*** Opening of INPUT ***
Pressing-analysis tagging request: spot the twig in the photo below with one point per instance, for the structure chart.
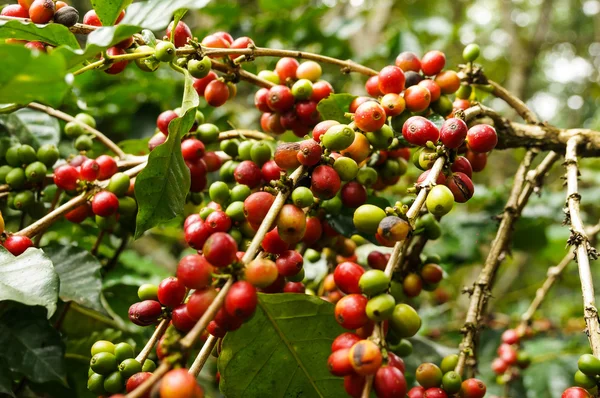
(583, 249)
(158, 333)
(203, 355)
(68, 118)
*** Close of INPUT ***
PROBLEM REQUIREMENTS
Once the pictures are set aside, output the whole listing exactly.

ANSWER TO THIS TASK
Pressing-analysis tagging request: spot the twig in the photo below with one point per instance, for the structure chart.
(583, 249)
(158, 333)
(203, 355)
(68, 118)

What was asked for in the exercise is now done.